Face à ce fiasco, certains se réfugient douillettement dans la nostalgie tsariste - c'est le cas de Boris Akounine, grand maître du polar - et d'autres choisissent le camp du sarcasme, de la dérision, du grotesque à la Gogol. Parmi eux, les deux auteurs les plus sulfureux et les plus commentés de la scène littéraire, Vladimir Sorokine et Viktor Pelevine. Le premier a déchaîné les milices poutiniennes, en 2002, après avoir publié Le Lard bleu, un roman-dynamite où l'on voit Staline forniquer avec Khrouchtchev et où l'obscénité la plus déjantée sert de miroir à l'anarchie ambiante. "L'ours russe se prépare à un hiver métaphysique", prophétise Sorokine. Et il ajoute : "Si la Russie était coupée du monde, ce dont on rêve au Kremlin, elle plongerait immédiatement dans le XVIe siècle d'Ivan le Terrible." 
Une odyssée collective vers les ténèbres
Son complice Pelevine navigue sur les mêmes eaux boueuses depuis qu'il a dégainé, il y a une dizaine d'années, sa Mitrailleuse d'argile, une fable ubuesque qui mêle surréalisme et parodie, satire politique et delirium psychédélique. Il a signé avec ce roman culte un magistral éloge de la folie, seule chance de survie dans une nation qui a troqué la barbarie stalinienne contre le capitalisme le plus sauvagement immoral. Un monde que le trublion des lettres russes définit avec un mot-valise : "bandier", contraction de "bandit" et de "banquier". 
Honnis par le pouvoir, Sorokine et Pelevine reprennent donc les chemins de la dissidence dans une jungle où on les accueille à coups d'autodafés. Leurs pairs livrent le même combat - perdu d'avance ? - en souscrivant à ces mots d'Edouard Limonov, l'enfant terrible de l'ère Eltsine : "Notre société ne peut rien proposer à notre jeunesse, excepté les sinistres professions de flic et de soldat, l'ivrognerie débridée ou la vie lugubre des prisons." Et Zakhar Prilepine lui répond : "En Russie, il reste peu de choses en lesquelles nous pouvons croire. Ce pays se nourrit des âmes de ses fils, et c'est cela qui le fait vivre. Ce ne sont pas les saints, ce sont les maudits qui le font vivre." 
Triste bilan. Sombre perspective. Dans cette odyssée collective vers les ténèbres, on aurait bien de la peine à trouver des plumes qui s'aventurent encore sur la voie du rêve et du merveilleux - à part celle de la lumineuse Ludmila Oulitskaïa - afin d'aller réchauffer la vieille âme russe dans la datcha où elle s'est exilée, oubliée de tous. Cette âme-là, depuis Dostoïevski, a toujours aimé la souffrance et c'est pour cela qu'elle est attachante : mais le froid, aujourd'hui, est si glacial, si redoutable qu'il risque bien de la fendre à tout jamais.

────────────────

Consigne: Reproduisez sans modification le passage de l'extrait sur la littérature russe qui va de « Triste bilan. Sombre » à « à tout jamais. ».

────────────────

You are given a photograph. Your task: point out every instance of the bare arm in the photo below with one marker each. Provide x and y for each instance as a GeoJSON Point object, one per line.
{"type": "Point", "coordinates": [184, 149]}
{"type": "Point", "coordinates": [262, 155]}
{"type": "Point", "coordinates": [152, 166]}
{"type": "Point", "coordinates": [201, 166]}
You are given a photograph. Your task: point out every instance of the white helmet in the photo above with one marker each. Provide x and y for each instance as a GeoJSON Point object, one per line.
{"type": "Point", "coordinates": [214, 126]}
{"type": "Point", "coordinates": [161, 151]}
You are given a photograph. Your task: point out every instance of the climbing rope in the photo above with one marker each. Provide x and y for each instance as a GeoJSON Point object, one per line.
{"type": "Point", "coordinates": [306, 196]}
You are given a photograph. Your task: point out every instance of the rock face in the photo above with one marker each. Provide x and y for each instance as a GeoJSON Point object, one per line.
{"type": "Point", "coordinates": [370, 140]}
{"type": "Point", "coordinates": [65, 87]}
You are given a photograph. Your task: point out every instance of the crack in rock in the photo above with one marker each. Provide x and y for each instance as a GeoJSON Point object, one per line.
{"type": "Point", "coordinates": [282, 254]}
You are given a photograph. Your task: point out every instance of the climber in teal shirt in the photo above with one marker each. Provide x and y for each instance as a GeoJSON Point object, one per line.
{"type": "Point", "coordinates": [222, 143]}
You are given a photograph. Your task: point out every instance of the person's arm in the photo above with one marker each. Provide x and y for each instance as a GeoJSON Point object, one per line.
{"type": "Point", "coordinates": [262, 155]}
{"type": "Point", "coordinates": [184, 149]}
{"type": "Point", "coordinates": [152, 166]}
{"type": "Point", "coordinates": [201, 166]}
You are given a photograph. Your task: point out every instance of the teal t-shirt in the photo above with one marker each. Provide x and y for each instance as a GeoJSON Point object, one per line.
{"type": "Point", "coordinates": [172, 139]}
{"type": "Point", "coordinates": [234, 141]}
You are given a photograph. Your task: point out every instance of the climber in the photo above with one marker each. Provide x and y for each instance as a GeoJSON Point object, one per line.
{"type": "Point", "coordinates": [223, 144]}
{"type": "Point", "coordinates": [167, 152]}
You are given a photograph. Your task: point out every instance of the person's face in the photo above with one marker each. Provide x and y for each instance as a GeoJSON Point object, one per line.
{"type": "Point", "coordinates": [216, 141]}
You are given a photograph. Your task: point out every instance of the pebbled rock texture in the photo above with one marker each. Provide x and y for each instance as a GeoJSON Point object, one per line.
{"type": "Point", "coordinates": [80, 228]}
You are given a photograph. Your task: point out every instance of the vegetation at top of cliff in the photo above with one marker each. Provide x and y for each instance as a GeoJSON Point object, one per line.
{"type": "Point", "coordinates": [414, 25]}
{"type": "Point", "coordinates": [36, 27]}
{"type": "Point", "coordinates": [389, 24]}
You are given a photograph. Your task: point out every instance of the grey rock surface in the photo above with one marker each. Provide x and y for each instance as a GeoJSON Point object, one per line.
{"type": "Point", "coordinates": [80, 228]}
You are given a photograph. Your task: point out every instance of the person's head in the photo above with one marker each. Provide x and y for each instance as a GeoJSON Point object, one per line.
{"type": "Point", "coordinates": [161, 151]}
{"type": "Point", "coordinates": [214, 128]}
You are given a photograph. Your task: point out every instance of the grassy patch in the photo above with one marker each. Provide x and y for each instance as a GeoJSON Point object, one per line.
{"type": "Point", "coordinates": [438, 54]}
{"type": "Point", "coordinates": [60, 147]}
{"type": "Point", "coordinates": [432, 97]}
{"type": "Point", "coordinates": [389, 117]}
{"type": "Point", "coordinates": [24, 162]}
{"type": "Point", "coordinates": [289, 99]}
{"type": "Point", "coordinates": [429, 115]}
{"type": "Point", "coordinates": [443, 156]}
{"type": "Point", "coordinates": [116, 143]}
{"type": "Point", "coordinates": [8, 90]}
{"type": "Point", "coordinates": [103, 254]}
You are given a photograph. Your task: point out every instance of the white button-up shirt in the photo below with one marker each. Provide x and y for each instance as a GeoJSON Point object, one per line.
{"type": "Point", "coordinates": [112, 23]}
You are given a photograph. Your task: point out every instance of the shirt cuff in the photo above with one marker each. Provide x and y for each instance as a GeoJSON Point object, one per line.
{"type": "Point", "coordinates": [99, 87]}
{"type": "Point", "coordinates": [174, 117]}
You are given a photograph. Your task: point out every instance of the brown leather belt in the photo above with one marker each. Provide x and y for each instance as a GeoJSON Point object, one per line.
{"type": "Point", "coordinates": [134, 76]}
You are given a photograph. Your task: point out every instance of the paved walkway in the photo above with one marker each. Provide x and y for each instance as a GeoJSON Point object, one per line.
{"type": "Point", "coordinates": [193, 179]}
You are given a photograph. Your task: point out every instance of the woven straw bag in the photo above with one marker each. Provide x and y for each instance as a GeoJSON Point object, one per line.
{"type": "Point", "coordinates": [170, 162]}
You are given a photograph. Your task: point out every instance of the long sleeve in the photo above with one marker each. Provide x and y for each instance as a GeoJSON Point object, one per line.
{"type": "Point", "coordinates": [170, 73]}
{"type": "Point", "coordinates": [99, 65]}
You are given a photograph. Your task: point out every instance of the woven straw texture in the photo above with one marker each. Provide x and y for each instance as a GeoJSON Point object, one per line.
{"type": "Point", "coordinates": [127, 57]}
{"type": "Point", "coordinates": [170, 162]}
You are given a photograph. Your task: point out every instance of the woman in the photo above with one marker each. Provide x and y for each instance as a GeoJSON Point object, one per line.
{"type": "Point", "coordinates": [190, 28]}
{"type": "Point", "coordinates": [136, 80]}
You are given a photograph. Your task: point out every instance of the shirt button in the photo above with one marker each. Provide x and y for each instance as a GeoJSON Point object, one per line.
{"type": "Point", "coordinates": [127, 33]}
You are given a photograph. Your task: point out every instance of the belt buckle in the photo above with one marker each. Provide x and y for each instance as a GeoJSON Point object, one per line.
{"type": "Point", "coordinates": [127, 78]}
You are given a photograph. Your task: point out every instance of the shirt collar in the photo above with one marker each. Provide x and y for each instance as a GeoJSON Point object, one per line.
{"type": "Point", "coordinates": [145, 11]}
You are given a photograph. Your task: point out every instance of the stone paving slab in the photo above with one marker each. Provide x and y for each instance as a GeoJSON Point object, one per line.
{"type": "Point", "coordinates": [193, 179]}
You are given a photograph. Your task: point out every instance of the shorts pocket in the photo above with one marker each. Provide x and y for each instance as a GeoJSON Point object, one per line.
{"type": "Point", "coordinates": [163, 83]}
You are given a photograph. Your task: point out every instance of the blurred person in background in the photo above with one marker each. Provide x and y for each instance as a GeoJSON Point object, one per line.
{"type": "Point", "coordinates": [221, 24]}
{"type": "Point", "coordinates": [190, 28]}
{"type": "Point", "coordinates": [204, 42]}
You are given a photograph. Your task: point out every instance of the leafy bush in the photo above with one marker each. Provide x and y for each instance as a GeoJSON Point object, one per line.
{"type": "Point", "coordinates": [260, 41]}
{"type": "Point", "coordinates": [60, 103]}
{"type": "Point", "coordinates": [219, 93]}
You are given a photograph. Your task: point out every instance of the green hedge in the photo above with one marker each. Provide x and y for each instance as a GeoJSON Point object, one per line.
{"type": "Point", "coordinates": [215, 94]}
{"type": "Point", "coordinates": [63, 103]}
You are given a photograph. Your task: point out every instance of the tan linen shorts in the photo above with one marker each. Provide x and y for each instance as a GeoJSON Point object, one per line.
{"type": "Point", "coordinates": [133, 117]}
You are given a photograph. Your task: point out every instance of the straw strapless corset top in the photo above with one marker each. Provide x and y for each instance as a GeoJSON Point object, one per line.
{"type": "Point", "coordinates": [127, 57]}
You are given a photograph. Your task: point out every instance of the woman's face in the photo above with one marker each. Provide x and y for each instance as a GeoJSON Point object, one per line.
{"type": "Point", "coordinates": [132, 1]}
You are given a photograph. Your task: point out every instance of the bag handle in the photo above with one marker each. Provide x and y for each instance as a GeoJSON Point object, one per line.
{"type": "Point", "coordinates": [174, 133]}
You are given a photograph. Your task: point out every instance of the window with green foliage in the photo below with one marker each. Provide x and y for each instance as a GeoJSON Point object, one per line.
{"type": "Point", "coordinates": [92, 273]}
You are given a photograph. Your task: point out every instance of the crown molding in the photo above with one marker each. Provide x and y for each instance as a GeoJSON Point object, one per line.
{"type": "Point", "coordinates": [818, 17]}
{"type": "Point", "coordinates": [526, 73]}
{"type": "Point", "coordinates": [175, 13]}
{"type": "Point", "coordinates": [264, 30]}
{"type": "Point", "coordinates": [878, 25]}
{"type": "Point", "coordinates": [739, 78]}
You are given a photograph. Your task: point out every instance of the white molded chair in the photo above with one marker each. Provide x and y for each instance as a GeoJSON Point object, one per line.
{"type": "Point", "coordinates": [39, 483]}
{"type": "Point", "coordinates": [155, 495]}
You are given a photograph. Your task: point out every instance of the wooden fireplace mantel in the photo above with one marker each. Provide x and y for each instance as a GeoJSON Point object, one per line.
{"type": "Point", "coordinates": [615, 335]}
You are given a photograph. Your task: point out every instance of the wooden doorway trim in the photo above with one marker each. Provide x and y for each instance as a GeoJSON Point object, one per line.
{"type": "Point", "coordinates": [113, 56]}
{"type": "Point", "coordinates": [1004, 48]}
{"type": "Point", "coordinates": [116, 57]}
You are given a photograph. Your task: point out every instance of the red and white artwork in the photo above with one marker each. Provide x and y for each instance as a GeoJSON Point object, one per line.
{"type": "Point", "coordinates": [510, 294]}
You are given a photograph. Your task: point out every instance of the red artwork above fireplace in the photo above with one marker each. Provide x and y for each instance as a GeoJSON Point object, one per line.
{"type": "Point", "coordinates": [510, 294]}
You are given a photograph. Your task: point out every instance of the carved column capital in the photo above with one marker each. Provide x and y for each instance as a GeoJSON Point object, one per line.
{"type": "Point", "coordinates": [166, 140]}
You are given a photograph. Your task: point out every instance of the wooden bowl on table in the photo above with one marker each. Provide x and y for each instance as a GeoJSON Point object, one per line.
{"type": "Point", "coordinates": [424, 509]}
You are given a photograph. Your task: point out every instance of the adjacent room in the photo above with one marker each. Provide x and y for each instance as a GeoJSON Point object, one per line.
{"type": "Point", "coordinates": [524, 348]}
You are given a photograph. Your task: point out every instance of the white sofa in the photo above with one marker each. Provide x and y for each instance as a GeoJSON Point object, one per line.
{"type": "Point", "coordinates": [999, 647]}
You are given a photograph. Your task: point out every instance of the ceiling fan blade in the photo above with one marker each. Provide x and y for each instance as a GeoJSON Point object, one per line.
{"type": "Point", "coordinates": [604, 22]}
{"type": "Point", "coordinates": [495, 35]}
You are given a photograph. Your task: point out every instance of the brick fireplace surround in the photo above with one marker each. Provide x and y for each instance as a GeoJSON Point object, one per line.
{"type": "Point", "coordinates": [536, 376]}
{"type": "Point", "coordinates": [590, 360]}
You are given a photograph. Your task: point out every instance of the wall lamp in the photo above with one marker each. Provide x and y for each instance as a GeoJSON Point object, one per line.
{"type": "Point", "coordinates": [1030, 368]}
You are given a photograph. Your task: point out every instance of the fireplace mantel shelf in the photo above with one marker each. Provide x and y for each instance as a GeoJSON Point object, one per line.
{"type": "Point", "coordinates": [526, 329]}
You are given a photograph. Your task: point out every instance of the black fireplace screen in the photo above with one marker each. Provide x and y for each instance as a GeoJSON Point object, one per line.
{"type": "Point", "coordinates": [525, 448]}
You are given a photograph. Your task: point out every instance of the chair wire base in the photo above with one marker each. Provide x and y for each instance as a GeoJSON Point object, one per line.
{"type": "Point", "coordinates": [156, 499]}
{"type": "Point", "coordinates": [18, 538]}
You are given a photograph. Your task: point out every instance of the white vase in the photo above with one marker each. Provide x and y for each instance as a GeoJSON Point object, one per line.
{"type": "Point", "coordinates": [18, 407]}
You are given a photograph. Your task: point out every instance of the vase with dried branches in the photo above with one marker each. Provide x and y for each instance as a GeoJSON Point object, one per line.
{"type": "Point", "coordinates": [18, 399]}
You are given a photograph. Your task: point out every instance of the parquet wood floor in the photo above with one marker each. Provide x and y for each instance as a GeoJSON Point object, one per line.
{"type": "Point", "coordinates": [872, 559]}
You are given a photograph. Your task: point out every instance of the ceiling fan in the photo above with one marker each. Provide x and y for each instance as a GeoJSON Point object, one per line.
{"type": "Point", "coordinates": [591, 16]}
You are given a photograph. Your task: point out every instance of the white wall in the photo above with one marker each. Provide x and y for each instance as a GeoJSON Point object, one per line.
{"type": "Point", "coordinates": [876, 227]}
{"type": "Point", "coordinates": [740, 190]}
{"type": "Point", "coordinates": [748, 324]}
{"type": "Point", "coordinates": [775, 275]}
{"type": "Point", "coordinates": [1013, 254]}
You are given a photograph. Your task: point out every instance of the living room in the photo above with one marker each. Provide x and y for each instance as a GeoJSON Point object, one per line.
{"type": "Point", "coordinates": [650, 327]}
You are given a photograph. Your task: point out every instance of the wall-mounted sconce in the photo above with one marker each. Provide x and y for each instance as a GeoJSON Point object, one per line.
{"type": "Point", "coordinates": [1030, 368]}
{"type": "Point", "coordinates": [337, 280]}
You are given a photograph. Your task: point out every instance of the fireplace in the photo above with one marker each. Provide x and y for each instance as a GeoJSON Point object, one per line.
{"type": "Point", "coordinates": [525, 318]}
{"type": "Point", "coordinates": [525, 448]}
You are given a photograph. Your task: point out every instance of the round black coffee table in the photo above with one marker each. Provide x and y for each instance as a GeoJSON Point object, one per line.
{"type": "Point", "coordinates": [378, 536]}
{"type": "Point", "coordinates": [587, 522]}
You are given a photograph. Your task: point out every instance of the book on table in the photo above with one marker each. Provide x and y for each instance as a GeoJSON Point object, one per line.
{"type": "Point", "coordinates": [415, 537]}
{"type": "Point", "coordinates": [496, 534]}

────────────────

Réponse attendue:
Triste bilan. Sombre perspective. Dans cette odyssée collective vers les ténèbres, on aurait bien de la peine à trouver des plumes qui s'aventurent encore sur la voie du rêve et du merveilleux - à part celle de la lumineuse Ludmila Oulitskaïa - afin d'aller réchauffer la vieille âme russe dans la datcha où elle s'est exilée, oubliée de tous. Cette âme-là, depuis Dostoïevski, a toujours aimé la souffrance et c'est pour cela qu'elle est attachante : mais le froid, aujourd'hui, est si glacial, si redoutable qu'il risque bien de la fendre à tout jamais.